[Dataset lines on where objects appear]
== == ==
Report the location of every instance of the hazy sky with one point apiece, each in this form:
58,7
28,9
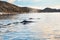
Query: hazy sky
36,3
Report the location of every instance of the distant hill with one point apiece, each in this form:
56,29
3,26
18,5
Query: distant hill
49,10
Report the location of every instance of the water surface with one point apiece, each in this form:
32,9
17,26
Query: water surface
44,26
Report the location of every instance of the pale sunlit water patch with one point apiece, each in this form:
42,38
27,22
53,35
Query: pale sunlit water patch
44,26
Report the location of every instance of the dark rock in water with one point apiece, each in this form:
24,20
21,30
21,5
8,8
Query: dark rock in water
26,22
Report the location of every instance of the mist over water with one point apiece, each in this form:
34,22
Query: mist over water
31,26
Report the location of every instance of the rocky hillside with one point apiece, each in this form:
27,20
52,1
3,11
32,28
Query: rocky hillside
9,8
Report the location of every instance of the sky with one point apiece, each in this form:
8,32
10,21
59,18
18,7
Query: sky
36,3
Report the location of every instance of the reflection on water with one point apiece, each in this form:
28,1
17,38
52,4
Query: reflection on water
35,26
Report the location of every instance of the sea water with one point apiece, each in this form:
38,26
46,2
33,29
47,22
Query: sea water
44,26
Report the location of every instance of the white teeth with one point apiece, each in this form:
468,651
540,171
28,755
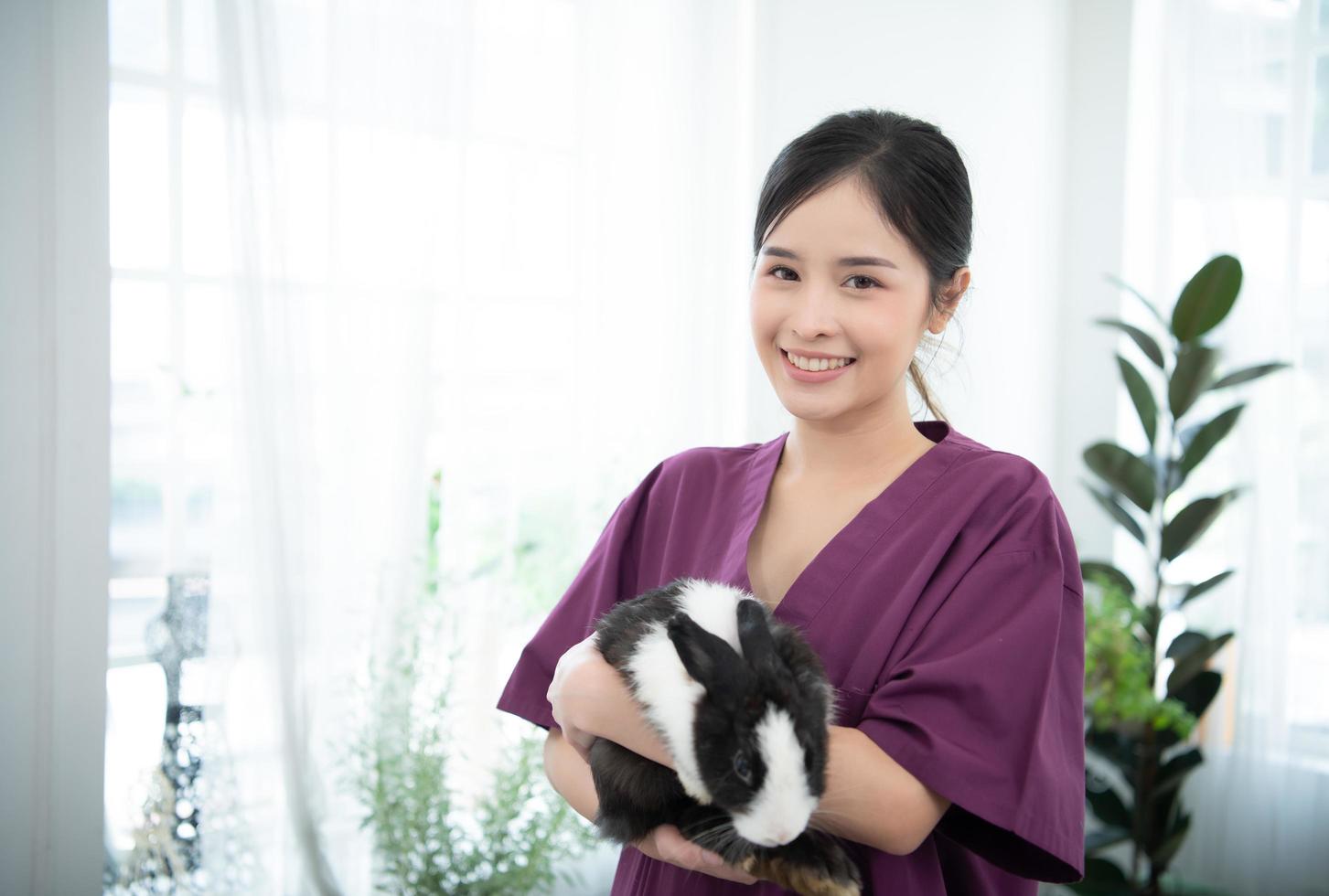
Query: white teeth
818,363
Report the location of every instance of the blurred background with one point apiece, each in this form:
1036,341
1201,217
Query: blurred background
332,333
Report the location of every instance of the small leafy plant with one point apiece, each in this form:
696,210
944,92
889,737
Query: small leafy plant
430,839
1143,737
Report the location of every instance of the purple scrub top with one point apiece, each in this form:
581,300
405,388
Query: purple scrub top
949,614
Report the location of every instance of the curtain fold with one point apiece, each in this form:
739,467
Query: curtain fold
483,238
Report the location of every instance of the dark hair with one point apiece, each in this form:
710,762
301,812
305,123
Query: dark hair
912,169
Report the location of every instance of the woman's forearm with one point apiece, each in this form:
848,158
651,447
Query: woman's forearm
871,798
616,717
571,775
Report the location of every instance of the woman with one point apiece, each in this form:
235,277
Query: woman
938,579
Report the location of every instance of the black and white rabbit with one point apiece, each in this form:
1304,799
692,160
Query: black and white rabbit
== == ==
Copy every line above word for word, but leave out the pictures.

Report the location of every instance of the hazy sky with one point apiece, each in this form:
58,7
28,9
Query: hazy sky
36,3
Report the location of every instance of the distant hill with one point apiece, each in this form:
56,29
3,26
18,5
Query: distant hill
49,10
Report the location of every instance of the water surface with one point apiece, each in this form:
32,9
17,26
Query: water surface
44,26
Report the location of every instance of the pale sunlit water patch with one point apiece, each in this form:
42,38
27,22
53,35
Query: pale sunlit water patch
44,26
Report the location of every instance of the dark rock in water with one point apiece, each in this form:
24,20
21,30
21,5
8,8
Query: dark rock in water
26,22
Report the location of every instance of the mist over water with one point apiece, each in this form:
34,22
Query: mist over water
31,26
Report the location of every instance of the rocky hillside with one point apiece, each in this form:
27,20
52,1
3,11
32,28
Query: rocky hillside
9,8
Report the location of every instance of the sky with one point apiece, each in this form:
8,32
10,21
59,18
18,7
Query: sky
36,3
Report the location of every instance of the reflection on water with one point apiece, each in this form:
28,1
17,38
52,4
Query: reflection on water
35,26
Report the location of every instance of the sea water with one point apiece, each in this form:
38,26
46,2
33,29
47,22
Query: sea water
44,26
Report the location of every instance of the white teeth with one point apiece, each in this form:
468,651
540,171
28,755
Query: white teeth
818,363
Report the location of every instance of the blurred background with one point apiece, each in this form:
1036,341
1201,217
Query: blurred background
332,333
Report the location of every instance of the small leafy plant with one point apiece, each in this form:
696,210
944,92
889,737
Query: small leafy plant
430,839
1143,737
Report the location of every instance of the purple scrub top with one point apiece, each in this form:
581,300
405,388
Query: purple scrub top
949,614
Report the location of every instance of the curtain fold with one point apiece, each in this form:
739,467
Query: curtain fold
483,238
Report the location of every instance of the dark hair with one point apiece, each in this form:
710,762
301,812
305,123
Query: dark hair
912,169
Report the location of every instance of the woman's forearm with one point apiece, each in this form:
848,158
651,447
Query: woman's forearm
871,798
616,717
571,775
Report the location of every instance of the woman with one point apiece, each in this form:
235,277
Query: woman
938,579
Report the location of every instance of the black and white rabbit with one point apiece, each in this form:
1304,799
692,160
Query: black and white rabbit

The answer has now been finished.